Data Literacy in R > About the course > Indicative Syllabus

Indicative Syllabus

Module 1

RStudio IDE; R language; Data classification and summary statistics.

In this module you will set up the working environment, connect to GitHub and pass the first big hurdle of importing data; you will learn how to do it in the proper way with a command in R. You will learn how to use RStudio IDE for R from its installation to RStudio customisation and files navigation. You will learn good habits and practice of workflow in an R project. Once you get comfortable with the RStudio working environment, you will move on to mastering the key features of R language and be introduced to fundamental statistical concepts. We will not stop there. You will be shown how to turn analyses into high quality documents and presentations with R Markdown. With the knowledge from this lesson you will be able to create reproducible reports straight from your R code allowing you to document your analysis and its results as an HTML, pdf, slideshow or Microsoft Word document.

GOAL → According to the syllabus, what tool does Module 1 use to turn analyses into documents and presentations?

DATASET CONTENT →
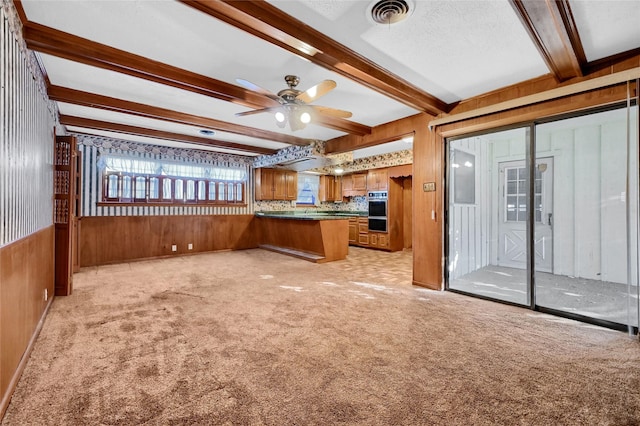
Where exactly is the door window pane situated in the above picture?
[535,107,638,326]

* * *

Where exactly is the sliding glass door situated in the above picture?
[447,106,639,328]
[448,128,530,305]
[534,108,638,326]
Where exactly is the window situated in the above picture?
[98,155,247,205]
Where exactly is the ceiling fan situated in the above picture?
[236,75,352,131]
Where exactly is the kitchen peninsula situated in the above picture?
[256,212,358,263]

---

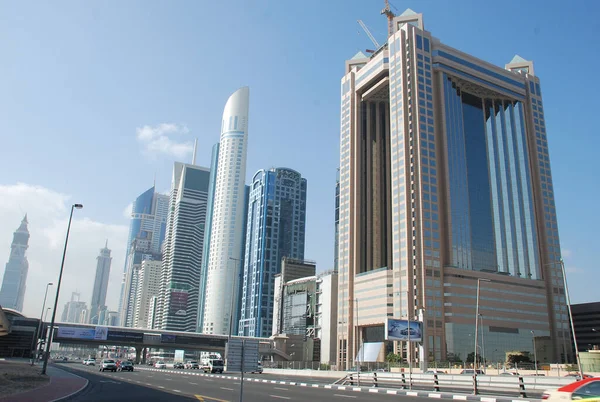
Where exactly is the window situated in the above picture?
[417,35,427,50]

WORKED SOLUTION → R Markdown